TO DO: Output only the lines that run from the line holding "Q: Locate a point on each instance of the hillside" to the end of the entries, both ends included, and skip the pictures.

RECORDED DATA:
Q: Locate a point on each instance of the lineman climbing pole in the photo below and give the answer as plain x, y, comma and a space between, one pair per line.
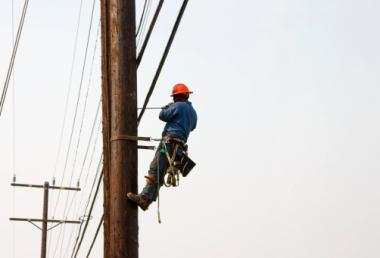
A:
119, 118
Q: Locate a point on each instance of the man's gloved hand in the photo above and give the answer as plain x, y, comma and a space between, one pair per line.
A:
168, 105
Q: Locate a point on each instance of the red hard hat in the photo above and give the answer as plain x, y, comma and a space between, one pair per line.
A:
180, 88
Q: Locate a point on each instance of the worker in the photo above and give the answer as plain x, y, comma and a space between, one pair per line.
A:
181, 119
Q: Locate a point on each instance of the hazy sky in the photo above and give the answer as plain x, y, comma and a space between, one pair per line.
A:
287, 144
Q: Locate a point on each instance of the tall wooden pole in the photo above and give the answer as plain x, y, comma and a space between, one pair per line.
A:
119, 118
45, 220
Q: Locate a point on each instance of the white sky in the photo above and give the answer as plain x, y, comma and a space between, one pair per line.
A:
287, 143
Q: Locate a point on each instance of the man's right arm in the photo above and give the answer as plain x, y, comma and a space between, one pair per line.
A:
168, 113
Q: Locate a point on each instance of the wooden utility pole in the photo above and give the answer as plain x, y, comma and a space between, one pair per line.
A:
119, 118
45, 219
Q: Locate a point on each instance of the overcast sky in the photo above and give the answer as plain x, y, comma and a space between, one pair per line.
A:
287, 144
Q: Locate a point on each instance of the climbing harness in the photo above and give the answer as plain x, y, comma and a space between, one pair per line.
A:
175, 167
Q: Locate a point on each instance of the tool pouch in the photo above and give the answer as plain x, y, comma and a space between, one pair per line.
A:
186, 165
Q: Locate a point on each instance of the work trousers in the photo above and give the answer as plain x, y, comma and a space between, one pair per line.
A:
160, 164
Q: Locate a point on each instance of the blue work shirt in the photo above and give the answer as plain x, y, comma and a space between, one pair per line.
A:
180, 118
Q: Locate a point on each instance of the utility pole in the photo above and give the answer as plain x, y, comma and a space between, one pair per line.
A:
119, 95
45, 219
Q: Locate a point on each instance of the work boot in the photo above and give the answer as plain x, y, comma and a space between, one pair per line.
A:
140, 200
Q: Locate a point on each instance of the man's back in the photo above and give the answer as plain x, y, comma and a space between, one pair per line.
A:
180, 118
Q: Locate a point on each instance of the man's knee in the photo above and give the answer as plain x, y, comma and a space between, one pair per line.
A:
150, 180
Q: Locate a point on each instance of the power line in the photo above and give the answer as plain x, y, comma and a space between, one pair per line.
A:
144, 22
13, 57
96, 235
66, 106
69, 88
149, 33
14, 147
89, 215
162, 62
141, 17
73, 124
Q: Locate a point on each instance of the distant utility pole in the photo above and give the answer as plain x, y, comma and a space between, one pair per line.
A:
119, 118
45, 219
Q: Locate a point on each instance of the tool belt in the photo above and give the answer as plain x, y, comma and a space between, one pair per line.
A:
183, 166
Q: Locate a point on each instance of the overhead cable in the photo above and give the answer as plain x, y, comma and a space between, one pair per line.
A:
13, 57
66, 108
73, 124
89, 215
149, 33
96, 235
162, 62
141, 18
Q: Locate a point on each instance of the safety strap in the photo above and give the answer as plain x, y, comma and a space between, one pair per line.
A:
172, 172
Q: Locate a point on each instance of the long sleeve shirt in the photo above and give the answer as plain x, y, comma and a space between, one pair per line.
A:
180, 118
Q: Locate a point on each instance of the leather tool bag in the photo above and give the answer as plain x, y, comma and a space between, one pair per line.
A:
186, 165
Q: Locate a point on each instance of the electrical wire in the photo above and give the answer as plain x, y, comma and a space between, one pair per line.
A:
73, 124
85, 183
149, 33
141, 18
163, 59
13, 57
144, 22
66, 109
88, 216
13, 146
96, 235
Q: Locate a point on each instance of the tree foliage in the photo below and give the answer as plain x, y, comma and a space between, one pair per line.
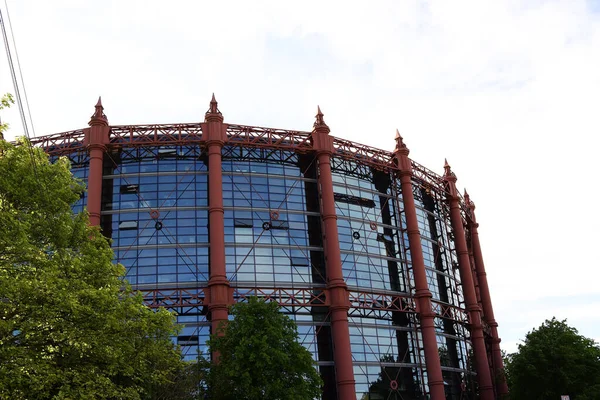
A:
70, 328
554, 360
260, 357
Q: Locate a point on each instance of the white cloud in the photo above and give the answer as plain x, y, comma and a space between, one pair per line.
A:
508, 91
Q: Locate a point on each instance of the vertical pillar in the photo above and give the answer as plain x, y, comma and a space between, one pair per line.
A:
486, 389
96, 139
214, 135
486, 302
337, 290
423, 294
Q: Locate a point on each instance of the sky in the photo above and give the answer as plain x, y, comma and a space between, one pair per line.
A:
507, 90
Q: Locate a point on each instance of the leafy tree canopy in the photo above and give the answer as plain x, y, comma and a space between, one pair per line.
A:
554, 360
70, 328
260, 357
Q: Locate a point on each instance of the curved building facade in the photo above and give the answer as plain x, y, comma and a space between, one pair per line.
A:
375, 257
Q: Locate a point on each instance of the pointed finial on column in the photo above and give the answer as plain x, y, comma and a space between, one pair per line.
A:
99, 118
447, 170
213, 113
320, 125
400, 146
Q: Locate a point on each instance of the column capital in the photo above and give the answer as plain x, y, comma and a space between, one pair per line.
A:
400, 157
214, 131
320, 139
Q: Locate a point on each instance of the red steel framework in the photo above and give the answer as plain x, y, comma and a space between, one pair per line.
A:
213, 134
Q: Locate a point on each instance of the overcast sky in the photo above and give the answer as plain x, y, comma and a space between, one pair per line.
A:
508, 91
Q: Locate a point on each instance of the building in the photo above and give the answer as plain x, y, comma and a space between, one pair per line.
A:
374, 256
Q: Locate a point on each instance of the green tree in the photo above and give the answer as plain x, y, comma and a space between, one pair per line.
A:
70, 327
554, 360
260, 357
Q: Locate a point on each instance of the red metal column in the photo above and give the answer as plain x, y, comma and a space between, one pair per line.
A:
486, 301
486, 389
337, 291
214, 134
96, 139
423, 294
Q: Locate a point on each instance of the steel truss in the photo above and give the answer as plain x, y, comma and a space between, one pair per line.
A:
123, 136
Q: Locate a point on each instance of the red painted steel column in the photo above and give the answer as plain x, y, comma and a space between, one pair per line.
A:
214, 134
96, 139
486, 389
423, 294
486, 301
337, 291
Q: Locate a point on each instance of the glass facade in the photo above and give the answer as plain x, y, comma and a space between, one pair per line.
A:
155, 210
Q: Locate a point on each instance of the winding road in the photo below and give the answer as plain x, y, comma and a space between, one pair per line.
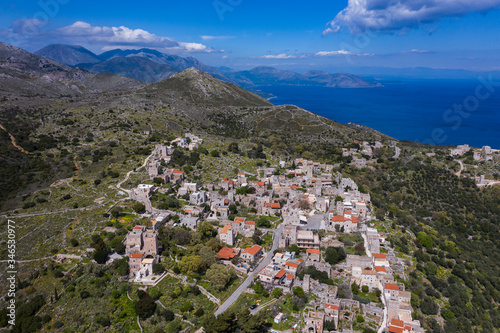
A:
266, 261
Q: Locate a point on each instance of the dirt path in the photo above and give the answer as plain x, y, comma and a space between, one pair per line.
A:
13, 140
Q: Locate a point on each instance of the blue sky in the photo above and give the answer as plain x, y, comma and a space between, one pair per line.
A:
296, 35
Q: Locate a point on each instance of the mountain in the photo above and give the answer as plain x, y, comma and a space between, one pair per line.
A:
174, 61
68, 54
194, 86
265, 76
138, 68
22, 72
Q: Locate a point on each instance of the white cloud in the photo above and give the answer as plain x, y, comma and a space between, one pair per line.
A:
333, 53
395, 15
104, 37
340, 52
216, 37
278, 56
419, 51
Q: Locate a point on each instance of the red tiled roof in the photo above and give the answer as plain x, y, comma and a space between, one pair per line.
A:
397, 322
274, 205
253, 250
317, 251
391, 286
225, 229
379, 255
393, 329
331, 306
227, 253
280, 274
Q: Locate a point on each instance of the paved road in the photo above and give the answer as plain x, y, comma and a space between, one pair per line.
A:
314, 222
267, 260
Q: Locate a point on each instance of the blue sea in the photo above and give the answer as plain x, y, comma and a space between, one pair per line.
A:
448, 112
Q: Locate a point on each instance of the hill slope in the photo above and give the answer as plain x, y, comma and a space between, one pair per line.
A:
68, 54
196, 87
22, 72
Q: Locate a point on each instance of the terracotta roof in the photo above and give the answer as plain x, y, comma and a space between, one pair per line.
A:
253, 250
393, 329
227, 253
274, 205
225, 229
331, 306
397, 322
280, 274
368, 272
391, 286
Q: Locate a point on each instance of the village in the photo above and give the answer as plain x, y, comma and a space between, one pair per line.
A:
306, 209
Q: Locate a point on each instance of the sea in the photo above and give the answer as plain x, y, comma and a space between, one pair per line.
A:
445, 112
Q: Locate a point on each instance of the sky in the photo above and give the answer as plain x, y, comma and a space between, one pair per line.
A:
295, 35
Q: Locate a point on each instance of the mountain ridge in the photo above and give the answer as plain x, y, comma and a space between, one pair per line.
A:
161, 66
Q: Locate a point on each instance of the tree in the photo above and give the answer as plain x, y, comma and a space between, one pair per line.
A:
277, 292
334, 255
218, 275
116, 212
425, 240
139, 207
145, 306
190, 264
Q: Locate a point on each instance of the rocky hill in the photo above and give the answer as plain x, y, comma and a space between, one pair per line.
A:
22, 72
199, 88
70, 55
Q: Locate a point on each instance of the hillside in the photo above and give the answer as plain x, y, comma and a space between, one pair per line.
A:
138, 68
68, 54
25, 73
197, 87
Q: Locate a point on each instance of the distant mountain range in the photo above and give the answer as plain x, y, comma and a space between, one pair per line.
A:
24, 73
151, 66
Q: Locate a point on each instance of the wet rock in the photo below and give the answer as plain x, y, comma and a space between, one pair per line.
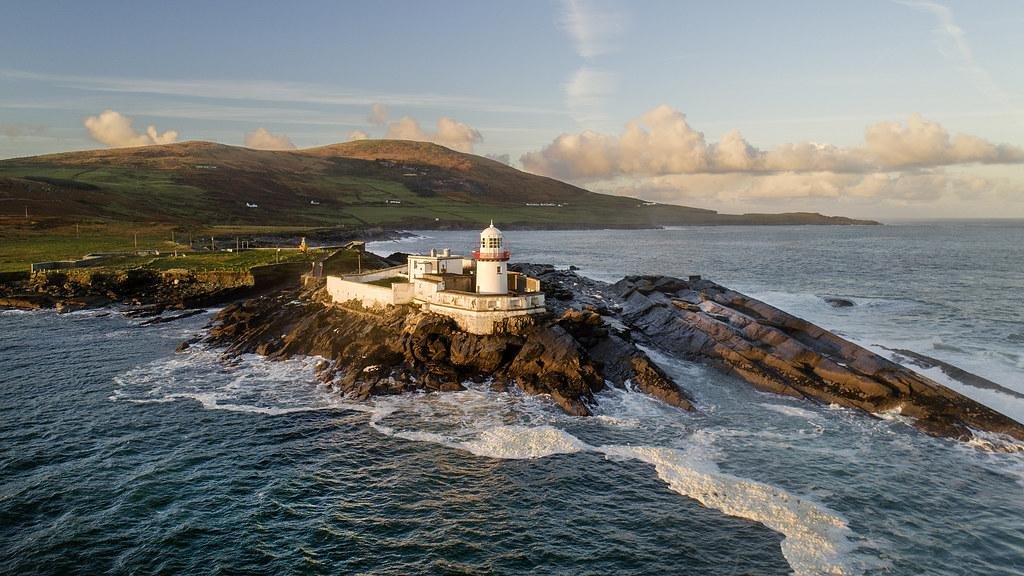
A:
839, 302
399, 348
596, 335
779, 353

RESPONSE BELOW:
Q: Locate a point on each instance of the hillside in the photo above and give the answer as plain x, y, comma and a space between, one pair per line.
A:
138, 68
68, 54
25, 73
197, 87
Q: Locate a point on each instance of the distant mountain range in the photo above and give the answer as plain x, y, comma and a space between, one pair per line.
A:
24, 73
151, 66
Q: Locate a point on each instance of the wet rock in the photo below and give the answer as plain x, y, comma and a space between, one pair per line.
A:
839, 302
399, 348
596, 335
779, 353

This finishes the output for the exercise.